Text under study START
Around the world, clothing sales have plummeted since mid-March, when shops closed their doors to slow the spread of COVID-19 and “slob-chic” became the order of the day. According to one estimate published in early August, US apparel sales could shrink by as much as 50 percent in 2020.
There was one odd, notable exception: a frilly, glittery, hyperfeminine, wholly impractical pink dress, printed all over with red strawberries, that became “a viral sensation,” according to Glamour reporter Adrienne Matei, with sales spiking 1,000 percent between late July and mid-August. Created by a 24-year-old designer from Kosovo with the lyrical name Lirika Matoshi, “the strawberry dress,” as it became known, costs $490 and has inspired TikTok tributes, anime fan art, and, inevitably, cheap knockoffs on Amazon and Etsy. The dress is “a bright spot in a dark year,” Matei writes: a perfect representation of “one of 2020’s most popular trends: the ‘cottagecore’ aesthetic, a sweetly pastoral paean to the countryside popularized by the internet’s young romantics.”
Text under study END
## Required tasks
• A. In the article on the strawberry dress, shorten the paragraph beginning "There was one odd, notable exception" into a bulleted list that keeps its main facts.
• B. Write the next part of the article on the strawberry dress, picking up after its last sentence.
The data START
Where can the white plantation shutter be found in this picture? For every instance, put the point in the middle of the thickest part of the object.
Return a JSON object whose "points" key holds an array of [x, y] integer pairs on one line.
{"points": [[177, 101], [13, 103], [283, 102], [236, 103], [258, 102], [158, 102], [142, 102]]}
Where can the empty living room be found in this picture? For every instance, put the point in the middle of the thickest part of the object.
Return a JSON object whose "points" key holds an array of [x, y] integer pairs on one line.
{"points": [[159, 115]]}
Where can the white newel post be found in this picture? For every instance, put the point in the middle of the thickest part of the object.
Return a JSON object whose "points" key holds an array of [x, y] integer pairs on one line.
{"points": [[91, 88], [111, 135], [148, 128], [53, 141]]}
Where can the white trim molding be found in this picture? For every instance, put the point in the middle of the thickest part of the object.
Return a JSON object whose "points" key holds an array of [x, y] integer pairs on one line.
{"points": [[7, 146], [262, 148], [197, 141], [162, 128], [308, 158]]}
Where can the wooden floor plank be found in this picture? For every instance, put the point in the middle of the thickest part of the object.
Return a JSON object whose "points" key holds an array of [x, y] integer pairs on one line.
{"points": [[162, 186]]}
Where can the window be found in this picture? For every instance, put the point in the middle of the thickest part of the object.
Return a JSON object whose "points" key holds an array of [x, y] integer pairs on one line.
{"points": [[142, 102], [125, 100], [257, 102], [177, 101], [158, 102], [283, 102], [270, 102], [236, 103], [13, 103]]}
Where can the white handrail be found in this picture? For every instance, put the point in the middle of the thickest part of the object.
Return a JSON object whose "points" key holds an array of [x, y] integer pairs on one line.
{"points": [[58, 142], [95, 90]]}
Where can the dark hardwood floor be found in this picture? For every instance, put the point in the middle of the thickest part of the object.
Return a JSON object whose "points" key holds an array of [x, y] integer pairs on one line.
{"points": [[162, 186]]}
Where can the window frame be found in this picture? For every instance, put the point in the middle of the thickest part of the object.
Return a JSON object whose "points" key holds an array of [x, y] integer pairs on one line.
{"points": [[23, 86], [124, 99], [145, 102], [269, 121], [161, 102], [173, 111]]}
The data END
## Answers for the tasks
• A.
- A frilly, glittery, impractical pink dress printed with red strawberries was a rare exception to falling clothing sales.
- Glamour reporter Adrienne Matei called it "a viral sensation." Its sales jumped 1,000 percent between late July and mid-August.
- It was made by Lirika Matoshi, a 24-year-old designer from Kosovo, and costs $490.
- It inspired TikTok tributes, anime fan art, and cheap knockoffs on Amazon and Etsy.
- Matei calls it "a bright spot in a dark year" and a perfect example of 2020's "cottagecore" trend, a pastoral style made popular by the internet's young romantics.

• B.
Strawberry-print midi dress by Lirika Matoshi.
Cottagecore—also known as farmcore, grandmacore, faeriecore, countrycore, and warmcore—first appeared around 2018, according to Guardian writer Amelia Hall. In an April 15 article, Hall defined cottagecore as “a visual and lifestyle movement designed to fetishize the wholesome purity of the outdoors, spearheaded by lovely queer teens of TikTok,” and credited pandemic strictures—which turned “the Outside World” into “a mortal threat”—with its rising popularity in 2020.
We’ve seen that -core suffix before: it’s the -gate of style and cultural movements. The Aesthetics Wiki lists 107 -cores, from adventurecore and bunnycore to ravencore, snailcore, and urbancore. (I’ve written about mumblecore , couplecore , lardcore , mid-core , and normcore . And scroll down my July 2020 linkfest for a mention of bardcore.)
They all trace their ancestry to hardcore, which has roots not in movies or fashion but in economics and sociology. When it first appeared, around 1916, it was spelled as two words and referred to “an intractable person, group, or thing.” In the 1920s, its meaning expanded to include “the most active, committed, or doctrinaire members of an organization.” (Both definitions from OED online.) In the late 1960s or early 1970s it began to be used in reference to explicit pornography—softcore followed shortly thereafter—and later in the 1970s it found new life as a descriptor for especially loud or aggressive punk music.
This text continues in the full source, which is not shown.